**Problem to solve:** Show every line of the data that includes the word "mask".

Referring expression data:
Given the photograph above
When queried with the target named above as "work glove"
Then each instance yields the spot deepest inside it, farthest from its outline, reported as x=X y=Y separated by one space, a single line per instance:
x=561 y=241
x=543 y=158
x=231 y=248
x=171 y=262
---
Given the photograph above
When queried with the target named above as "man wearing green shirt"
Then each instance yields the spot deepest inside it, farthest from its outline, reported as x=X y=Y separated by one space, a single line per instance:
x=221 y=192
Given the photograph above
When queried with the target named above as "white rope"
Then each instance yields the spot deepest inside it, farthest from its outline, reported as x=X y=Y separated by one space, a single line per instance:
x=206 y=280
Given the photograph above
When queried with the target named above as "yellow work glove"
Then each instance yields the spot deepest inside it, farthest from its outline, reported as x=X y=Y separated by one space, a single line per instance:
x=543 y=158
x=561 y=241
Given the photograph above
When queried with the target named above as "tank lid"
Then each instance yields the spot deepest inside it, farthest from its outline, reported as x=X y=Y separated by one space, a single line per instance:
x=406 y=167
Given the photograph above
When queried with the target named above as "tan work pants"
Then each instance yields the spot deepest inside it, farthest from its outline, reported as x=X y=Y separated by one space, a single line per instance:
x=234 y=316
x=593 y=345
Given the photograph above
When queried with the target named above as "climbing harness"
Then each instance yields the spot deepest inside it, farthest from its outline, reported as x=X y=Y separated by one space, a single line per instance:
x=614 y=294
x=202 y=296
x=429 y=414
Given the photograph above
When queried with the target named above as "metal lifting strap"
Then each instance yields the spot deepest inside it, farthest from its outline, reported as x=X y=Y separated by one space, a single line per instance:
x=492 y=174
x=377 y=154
--
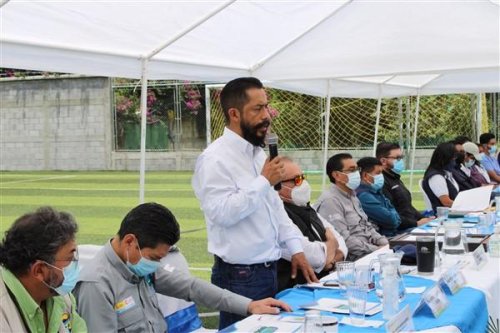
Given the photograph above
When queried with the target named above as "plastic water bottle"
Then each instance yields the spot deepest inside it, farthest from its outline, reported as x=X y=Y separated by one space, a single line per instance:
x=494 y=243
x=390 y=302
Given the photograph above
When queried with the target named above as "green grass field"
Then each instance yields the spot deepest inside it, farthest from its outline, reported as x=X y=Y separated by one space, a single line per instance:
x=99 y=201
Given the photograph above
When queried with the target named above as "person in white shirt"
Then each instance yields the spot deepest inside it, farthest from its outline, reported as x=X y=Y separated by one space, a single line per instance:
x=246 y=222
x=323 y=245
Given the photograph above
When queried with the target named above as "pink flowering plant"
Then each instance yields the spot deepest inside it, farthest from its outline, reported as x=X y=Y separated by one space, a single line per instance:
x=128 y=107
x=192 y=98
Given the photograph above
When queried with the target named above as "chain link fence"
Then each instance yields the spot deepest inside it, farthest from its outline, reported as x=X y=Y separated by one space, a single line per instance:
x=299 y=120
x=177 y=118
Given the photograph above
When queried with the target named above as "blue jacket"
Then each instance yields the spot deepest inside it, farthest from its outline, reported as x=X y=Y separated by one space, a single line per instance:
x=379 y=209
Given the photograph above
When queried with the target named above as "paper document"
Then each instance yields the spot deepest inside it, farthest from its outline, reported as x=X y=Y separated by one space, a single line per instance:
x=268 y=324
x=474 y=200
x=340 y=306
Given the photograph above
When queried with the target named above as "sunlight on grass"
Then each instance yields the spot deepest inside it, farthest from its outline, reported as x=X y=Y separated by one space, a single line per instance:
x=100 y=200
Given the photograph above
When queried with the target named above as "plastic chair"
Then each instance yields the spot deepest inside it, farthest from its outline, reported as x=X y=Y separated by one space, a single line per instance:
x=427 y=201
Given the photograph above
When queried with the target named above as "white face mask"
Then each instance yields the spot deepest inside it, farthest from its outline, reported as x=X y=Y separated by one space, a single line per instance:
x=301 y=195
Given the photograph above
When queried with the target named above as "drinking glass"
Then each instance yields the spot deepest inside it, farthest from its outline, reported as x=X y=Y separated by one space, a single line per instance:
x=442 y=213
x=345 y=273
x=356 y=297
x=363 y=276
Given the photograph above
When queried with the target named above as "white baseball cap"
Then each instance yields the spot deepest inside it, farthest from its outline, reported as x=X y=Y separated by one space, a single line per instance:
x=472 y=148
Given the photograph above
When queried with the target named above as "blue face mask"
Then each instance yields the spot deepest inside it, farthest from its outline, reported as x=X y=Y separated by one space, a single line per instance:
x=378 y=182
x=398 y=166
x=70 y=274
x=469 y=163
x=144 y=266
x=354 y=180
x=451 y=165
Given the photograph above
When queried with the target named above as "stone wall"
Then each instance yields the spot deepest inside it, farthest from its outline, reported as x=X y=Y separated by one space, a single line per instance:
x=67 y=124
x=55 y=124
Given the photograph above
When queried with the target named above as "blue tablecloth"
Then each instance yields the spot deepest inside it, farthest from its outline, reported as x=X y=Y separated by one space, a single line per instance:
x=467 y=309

**Answer to this problem:**
When queried with the target named above as "white face mask"
When queried with the target named above as "blue face mask"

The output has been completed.